VORLIEGENDER TEXTAUSZUG:
--

Wenn ab 1855 im Pariser Palais de l’Industrie der jährliche Salon stattfand, pilgerten Menschenströme dorthin. Die Schauen der Pariser Kunstakademie zeigten in den großen Sälen Tausende Werke, dicht an dicht bis unter die Decke gehängt. Was dort zu sehen war, entschied eine politisch gesteuerte Jury. Doch in den 1870er Jahren befreiten sich Künstler aus dem Korsett der staatlich gelenkten Salons und veranstalteten eigene Ausstellungen: Eine Revolution in der Kunst, die eng verknüpft war mit der Entstehung des Impressionismus.

--

DATENSÄTZE:

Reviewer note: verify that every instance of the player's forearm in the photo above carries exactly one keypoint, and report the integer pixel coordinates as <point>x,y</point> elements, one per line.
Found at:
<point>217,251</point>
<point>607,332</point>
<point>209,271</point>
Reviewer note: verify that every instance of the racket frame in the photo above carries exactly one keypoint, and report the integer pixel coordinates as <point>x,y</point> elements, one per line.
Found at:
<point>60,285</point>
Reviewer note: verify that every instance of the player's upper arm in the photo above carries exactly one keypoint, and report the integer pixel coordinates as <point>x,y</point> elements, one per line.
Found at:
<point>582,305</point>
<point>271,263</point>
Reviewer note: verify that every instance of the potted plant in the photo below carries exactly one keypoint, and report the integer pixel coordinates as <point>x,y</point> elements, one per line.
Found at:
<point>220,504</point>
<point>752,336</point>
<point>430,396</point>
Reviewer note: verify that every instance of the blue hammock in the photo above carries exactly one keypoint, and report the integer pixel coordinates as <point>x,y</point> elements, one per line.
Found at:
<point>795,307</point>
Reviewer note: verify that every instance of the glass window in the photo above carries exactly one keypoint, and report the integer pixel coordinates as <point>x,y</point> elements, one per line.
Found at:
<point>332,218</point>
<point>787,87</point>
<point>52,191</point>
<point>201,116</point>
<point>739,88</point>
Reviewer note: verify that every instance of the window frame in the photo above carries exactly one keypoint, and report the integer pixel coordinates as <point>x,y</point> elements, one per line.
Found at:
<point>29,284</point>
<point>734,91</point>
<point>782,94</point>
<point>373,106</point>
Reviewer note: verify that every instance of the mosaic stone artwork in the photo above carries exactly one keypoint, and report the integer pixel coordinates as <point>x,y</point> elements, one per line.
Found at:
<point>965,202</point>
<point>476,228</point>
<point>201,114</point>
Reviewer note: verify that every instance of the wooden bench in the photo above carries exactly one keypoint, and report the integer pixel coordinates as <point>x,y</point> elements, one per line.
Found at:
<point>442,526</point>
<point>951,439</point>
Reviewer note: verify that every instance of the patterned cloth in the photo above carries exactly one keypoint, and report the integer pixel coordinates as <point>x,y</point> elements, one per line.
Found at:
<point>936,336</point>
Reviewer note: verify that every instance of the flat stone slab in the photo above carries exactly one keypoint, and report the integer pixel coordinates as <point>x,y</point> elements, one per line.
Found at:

--

FRAGEN:
(a) Wer entschied laut dem Textauszug über den Pariser Salon, was dort zu sehen war?
(b) Geben Sie aus dem Textauszug alles von „Wenn ab 1855“ bis hinunter zu „Entstehung des Impressionismus.“ wortgetreu wieder.
Die Zeilen werden für die Bearbeitung nicht benötigt.

ANTWORTEN JE AUFGABE:
(a) Eine politisch gesteuerte Jury.

(b)
Wenn ab 1855 im Pariser Palais de l’Industrie der jährliche Salon stattfand, pilgerten Menschenströme dorthin. Die Schauen der Pariser Kunstakademie zeigten in den großen Sälen Tausende Werke, dicht an dicht bis unter die Decke gehängt. Was dort zu sehen war, entschied eine politisch gesteuerte Jury. Doch in den 1870er Jahren befreiten sich Künstler aus dem Korsett der staatlich gelenkten Salons und veranstalteten eigene Ausstellungen: Eine Revolution in der Kunst, die eng verknüpft war mit der Entstehung des Impressionismus.